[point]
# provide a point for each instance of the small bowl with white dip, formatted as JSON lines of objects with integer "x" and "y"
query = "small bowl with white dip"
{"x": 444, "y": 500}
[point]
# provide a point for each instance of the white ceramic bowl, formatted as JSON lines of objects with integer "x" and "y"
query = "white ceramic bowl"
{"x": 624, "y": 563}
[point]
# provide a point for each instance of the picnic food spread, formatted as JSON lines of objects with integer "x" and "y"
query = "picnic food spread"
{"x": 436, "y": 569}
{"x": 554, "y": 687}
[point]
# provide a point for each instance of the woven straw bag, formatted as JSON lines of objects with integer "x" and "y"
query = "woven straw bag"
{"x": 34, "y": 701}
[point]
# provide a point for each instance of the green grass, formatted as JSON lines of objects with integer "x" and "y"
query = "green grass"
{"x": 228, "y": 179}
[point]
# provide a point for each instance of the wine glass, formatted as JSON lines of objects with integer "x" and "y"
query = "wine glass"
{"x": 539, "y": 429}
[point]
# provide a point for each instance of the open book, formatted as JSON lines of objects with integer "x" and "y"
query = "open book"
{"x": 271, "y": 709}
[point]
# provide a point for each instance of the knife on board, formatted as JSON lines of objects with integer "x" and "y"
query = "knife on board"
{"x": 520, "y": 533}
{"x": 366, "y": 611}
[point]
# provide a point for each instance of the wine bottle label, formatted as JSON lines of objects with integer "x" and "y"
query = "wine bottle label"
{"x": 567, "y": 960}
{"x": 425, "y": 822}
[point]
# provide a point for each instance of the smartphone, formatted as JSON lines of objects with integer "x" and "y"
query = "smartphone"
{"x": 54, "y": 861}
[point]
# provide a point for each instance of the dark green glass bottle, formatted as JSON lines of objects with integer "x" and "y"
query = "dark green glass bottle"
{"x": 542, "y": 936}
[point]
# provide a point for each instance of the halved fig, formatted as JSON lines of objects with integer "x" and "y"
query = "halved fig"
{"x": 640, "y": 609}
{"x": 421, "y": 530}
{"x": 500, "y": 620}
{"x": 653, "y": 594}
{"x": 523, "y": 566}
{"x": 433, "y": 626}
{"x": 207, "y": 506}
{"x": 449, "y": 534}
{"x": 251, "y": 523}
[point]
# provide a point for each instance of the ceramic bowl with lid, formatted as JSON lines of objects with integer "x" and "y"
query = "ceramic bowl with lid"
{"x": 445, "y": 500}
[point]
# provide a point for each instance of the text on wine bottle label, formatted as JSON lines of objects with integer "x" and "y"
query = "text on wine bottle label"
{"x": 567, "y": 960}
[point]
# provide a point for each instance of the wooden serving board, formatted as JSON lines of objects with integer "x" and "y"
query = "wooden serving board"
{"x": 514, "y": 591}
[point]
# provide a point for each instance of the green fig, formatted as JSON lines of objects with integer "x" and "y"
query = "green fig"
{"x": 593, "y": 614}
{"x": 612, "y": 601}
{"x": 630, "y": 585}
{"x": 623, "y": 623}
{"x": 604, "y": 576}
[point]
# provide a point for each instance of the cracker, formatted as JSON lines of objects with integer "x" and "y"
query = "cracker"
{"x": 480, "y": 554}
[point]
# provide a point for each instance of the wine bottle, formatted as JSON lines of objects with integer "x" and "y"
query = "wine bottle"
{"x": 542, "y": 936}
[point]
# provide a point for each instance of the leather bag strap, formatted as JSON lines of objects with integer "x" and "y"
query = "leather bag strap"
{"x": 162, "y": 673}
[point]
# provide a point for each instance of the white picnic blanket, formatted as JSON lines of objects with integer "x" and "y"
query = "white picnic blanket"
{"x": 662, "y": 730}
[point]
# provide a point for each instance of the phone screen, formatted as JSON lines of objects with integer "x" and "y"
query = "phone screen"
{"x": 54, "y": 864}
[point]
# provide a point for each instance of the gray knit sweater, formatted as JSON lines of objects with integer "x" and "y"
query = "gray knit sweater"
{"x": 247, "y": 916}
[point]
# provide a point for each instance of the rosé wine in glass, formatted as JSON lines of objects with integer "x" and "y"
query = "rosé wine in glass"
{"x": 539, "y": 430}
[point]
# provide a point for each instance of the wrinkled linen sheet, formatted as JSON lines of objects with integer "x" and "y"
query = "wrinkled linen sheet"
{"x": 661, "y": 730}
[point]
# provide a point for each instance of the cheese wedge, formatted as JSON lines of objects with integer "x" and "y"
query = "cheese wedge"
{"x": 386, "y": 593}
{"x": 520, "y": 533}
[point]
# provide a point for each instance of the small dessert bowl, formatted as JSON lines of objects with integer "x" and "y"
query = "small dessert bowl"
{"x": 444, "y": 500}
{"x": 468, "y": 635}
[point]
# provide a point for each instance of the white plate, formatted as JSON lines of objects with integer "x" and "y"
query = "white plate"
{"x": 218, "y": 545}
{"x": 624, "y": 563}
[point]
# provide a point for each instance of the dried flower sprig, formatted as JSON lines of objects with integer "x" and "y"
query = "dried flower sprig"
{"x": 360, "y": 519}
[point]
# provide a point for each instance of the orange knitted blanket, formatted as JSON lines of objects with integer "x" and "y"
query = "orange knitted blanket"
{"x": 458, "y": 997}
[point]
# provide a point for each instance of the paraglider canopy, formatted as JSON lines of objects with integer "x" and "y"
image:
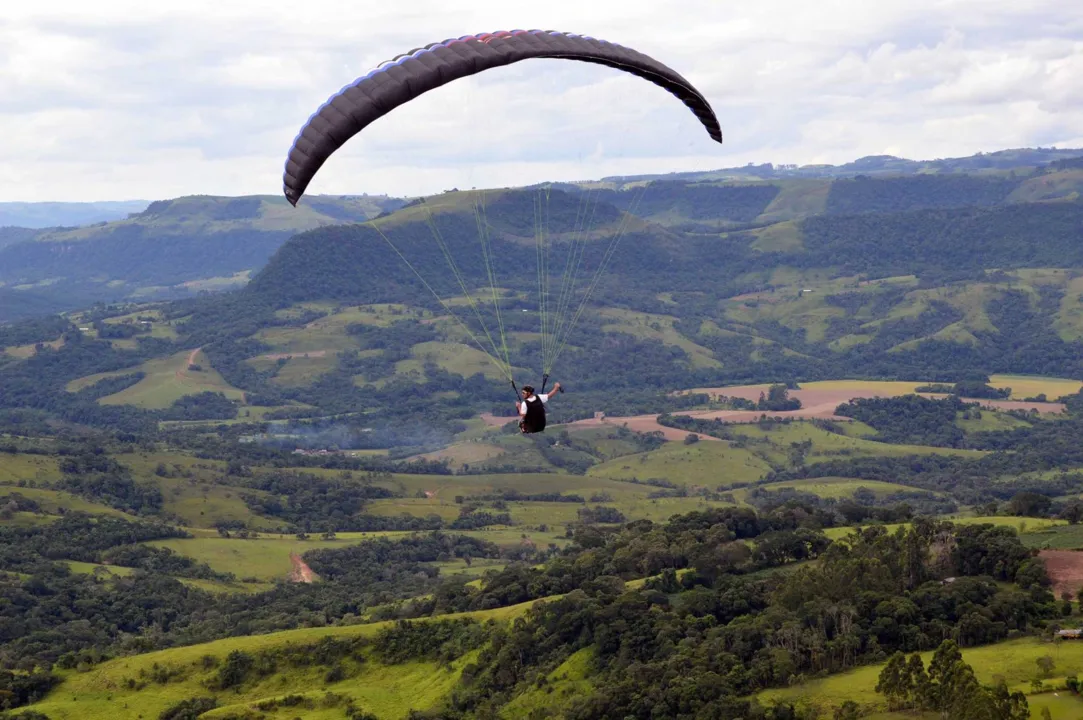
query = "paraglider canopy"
{"x": 406, "y": 77}
{"x": 413, "y": 74}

▶ [TASK DETAILS]: Output every entry word for word, but omit the pictures.

▶ [TASK RESPONSE]:
[point]
# provide a point for each instance of the small bowl with white dip, formatted as JSON lines of objects with integer "x" and "y"
query = "small bowl with white dip"
{"x": 444, "y": 500}
[point]
# provide a point for each instance of the white ceramic bowl, formatted as JSON lines of objects with integer "x" and "y"
query = "white ceramic bowl"
{"x": 624, "y": 563}
[point]
# provide a point for each instance of the picnic food spread, formatted as JSON lines of objects with integer "x" and "y"
query = "picnic food spread"
{"x": 436, "y": 569}
{"x": 554, "y": 687}
[point]
# provide a point for each instance of the woven straw bag, formatted as JSON lines of objects with integer "x" and "y"
query = "woven straw bag"
{"x": 34, "y": 701}
[point]
# provide a point for each instance of the green grass, formatted as JSON lines of objects with integer "x" and "y"
query = "green grass"
{"x": 228, "y": 179}
[point]
# provide a point for each instance of the wine glass, formatted as JSON lines of objects with integer "x" and "y"
query = "wine glass"
{"x": 539, "y": 429}
[point]
# provide a point for each instance of the open book, formatted as JSON lines of objects with integer "x" and "y"
query = "open book"
{"x": 271, "y": 709}
[point]
# provide a point for each instance of the knife on board, formatted as JSON lines of objects with integer "x" and "y"
query = "knife on board"
{"x": 520, "y": 533}
{"x": 366, "y": 611}
[point]
# provide a point for each instance of the wine bottle label, formatted as JSON lines of objects with integer "x" and "y"
query = "wine bottle label"
{"x": 567, "y": 960}
{"x": 425, "y": 822}
[point]
# provide a point for each instance of the smartphone, formatted as JSON lines of objects with integer "x" and "y"
query = "smartphone"
{"x": 54, "y": 861}
[point]
# provide a point for each instance of the dark green glass bottle, formatted as JSON lines of objects with integer "x" and "y"
query = "dark green glass bottle"
{"x": 542, "y": 936}
[point]
# provide a point for each instance of the halved fig, formatted as JSON lines of objects with integer "x" and "y"
query = "halved fig"
{"x": 640, "y": 609}
{"x": 421, "y": 530}
{"x": 500, "y": 620}
{"x": 653, "y": 594}
{"x": 523, "y": 566}
{"x": 433, "y": 626}
{"x": 207, "y": 506}
{"x": 449, "y": 534}
{"x": 251, "y": 523}
[point]
# provide a point for each instance of the ceramic bowl with lid, formatted as JSON lines of objects with integer "x" and "y"
query = "ceramic bowl with lid"
{"x": 445, "y": 500}
[point]
# provide a point for each instance of the text on wine bottle label, formatted as JSON lines of objects with integer "x" and "y"
query = "text on wine bottle label"
{"x": 567, "y": 960}
[point]
# provide a point for each instance of the wooden serving board, formatted as JSON lines of objects with integer "x" and "y"
query = "wooden serving board"
{"x": 514, "y": 591}
[point]
# provide a point for each instance of the green fig, formatted as JSON lines of objects with integer "x" and "y"
query = "green fig"
{"x": 593, "y": 614}
{"x": 612, "y": 601}
{"x": 630, "y": 585}
{"x": 623, "y": 623}
{"x": 604, "y": 576}
[point]
# provide a point for each instance of the cracker, formatted as JSON lines of objects with integer "x" and "y"
query = "cracker"
{"x": 480, "y": 554}
[point]
# provide a point for each instance of the wine bottle, formatted as JSON lines of objects with integer "x" and "y"
query = "wine bottle"
{"x": 542, "y": 936}
[point]
# provide a point for each instance of the leather bag strap, formatted as JSON lines of objects with integer "x" and "y"
query = "leather bag strap"
{"x": 162, "y": 673}
[point]
# provide a point for each instance of the white picnic blanket, formatted as JSON lines of objects with integer "x" and "y"
query = "white picnic blanket"
{"x": 662, "y": 730}
[point]
# provide a point for each instance of the phone screen, formatted as JSON lines of objects with integer "x" and "y"
query = "phone screen"
{"x": 54, "y": 864}
[point]
# provide a point for each instance of the gray knit sweater, formatted as JSON lines of objects with integer "x" and "y"
query = "gray knit sweater"
{"x": 247, "y": 916}
[point]
# provide a point for each instance of the rosé wine in glass, formatted as JSON lines of objects with integer "x" and "y"
query = "rosé wine in glass"
{"x": 539, "y": 430}
[point]
# provide a point for each instance of the wrinkled linen sheet, formatted as JSON lines of objects with integer "x" and "y"
query = "wrinkled linen sheet"
{"x": 661, "y": 730}
[point]
# provide a point for each instance of the cheese wedge, formatted as JSON lines of objects with integer "x" and "y"
query = "cheese wedge"
{"x": 386, "y": 593}
{"x": 520, "y": 533}
[point]
# provide a point for each instance of the small dessert bowl, formatted as JSON lines of objects with integer "x" and "y"
query = "small dessert bowl"
{"x": 444, "y": 500}
{"x": 468, "y": 635}
[point]
# provide a point for each instance of the white plate, formatted as JSON lines of objects with integer "x" and "y"
query = "white plate"
{"x": 218, "y": 545}
{"x": 624, "y": 563}
[point]
# provide a point for each instance of the dried flower sprig, formatted as JSON lines of objects with integer "x" and "y"
query = "dried flower sprig"
{"x": 360, "y": 519}
[point]
# provide a point for each instance of the orange knitted blanket, formatted as JSON lines of objects with integer "x" and "y"
query = "orange knitted blanket"
{"x": 458, "y": 997}
[point]
# provide a point for each instance of the paraglider canopy, formatted as JSON lines of objects with integer "x" and "y"
image:
query = "paraglider canopy"
{"x": 406, "y": 77}
{"x": 413, "y": 74}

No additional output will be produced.